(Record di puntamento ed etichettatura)
┄┄┄┄┄┄┄┄┄┄┄┄┄┄┄┄┄┄┄┄
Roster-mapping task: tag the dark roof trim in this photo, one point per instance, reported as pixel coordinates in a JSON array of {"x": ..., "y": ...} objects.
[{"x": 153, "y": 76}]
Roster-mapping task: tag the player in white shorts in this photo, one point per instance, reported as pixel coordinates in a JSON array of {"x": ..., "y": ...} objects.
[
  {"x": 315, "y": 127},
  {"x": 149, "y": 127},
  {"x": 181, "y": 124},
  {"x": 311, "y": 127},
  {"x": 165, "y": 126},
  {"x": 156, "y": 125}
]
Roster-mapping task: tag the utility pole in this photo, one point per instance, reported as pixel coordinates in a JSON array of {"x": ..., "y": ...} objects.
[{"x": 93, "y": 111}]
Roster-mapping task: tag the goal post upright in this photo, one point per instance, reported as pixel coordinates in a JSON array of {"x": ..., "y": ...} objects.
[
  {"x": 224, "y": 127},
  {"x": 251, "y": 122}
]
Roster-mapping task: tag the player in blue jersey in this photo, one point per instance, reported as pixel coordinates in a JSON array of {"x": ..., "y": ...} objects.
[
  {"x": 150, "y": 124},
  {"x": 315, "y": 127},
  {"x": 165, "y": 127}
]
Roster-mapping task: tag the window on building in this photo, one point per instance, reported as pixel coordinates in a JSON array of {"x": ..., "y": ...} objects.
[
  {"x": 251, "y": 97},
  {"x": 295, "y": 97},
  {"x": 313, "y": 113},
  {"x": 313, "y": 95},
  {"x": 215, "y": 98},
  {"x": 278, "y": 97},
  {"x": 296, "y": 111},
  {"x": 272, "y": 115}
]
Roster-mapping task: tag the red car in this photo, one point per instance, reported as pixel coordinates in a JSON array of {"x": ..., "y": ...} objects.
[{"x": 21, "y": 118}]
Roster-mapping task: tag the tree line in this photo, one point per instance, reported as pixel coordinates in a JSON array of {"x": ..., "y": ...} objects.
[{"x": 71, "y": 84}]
┄┄┄┄┄┄┄┄┄┄┄┄┄┄┄┄┄┄┄┄
REQUISITI DEL COMPITO → Disponi come elenco JSON di stringhe le righe dei record che vanno dalla riga contenente "Roster-mapping task: tag the utility" fino all'ultima riga dei record, estremi inclusi. Metti una stringa per ogni riga e ometti le righe vuote.

SOLUZIONE DEL PROBLEMA →
[
  "Roster-mapping task: tag the utility pole in this photo, one point per instance, reported as pixel coordinates in a JSON array of {\"x\": ..., \"y\": ...} objects.",
  "[{\"x\": 93, \"y\": 111}]",
  "Roster-mapping task: tag the goal post upright in this photo, one point per instance, reported as pixel coordinates in a JSON array of {\"x\": ..., \"y\": ...} objects.",
  "[",
  "  {\"x\": 224, \"y\": 127},",
  "  {\"x\": 251, \"y\": 122}",
  "]",
  "Roster-mapping task: tag the player in blue jersey in this photo, one point per instance, reported as pixel coordinates in a JSON array of {\"x\": ..., \"y\": ...} objects.",
  "[",
  "  {\"x\": 150, \"y\": 124},",
  "  {\"x\": 315, \"y\": 127},",
  "  {\"x\": 165, \"y\": 127}",
  "]",
  "Roster-mapping task: tag the window on building in this photo, one point per instance, reported as pixel coordinates in a JSON array of {\"x\": ..., \"y\": ...} objects.",
  "[",
  "  {\"x\": 251, \"y\": 97},",
  "  {\"x\": 295, \"y\": 97},",
  "  {\"x\": 313, \"y\": 113},",
  "  {\"x\": 313, \"y\": 95},",
  "  {\"x\": 215, \"y\": 98},",
  "  {\"x\": 278, \"y\": 97},",
  "  {\"x\": 296, \"y\": 111},",
  "  {\"x\": 272, \"y\": 115}",
  "]",
  "Roster-mapping task: tag the red car in this photo, one point per instance, reported as pixel coordinates in a JSON array of {\"x\": ..., \"y\": ...} objects.",
  "[{\"x\": 21, \"y\": 118}]",
  "Roster-mapping task: tag the tree line in this photo, one point per instance, reported as pixel coordinates in a JSON array of {\"x\": ..., \"y\": ...} objects.",
  "[{\"x\": 71, \"y\": 84}]"
]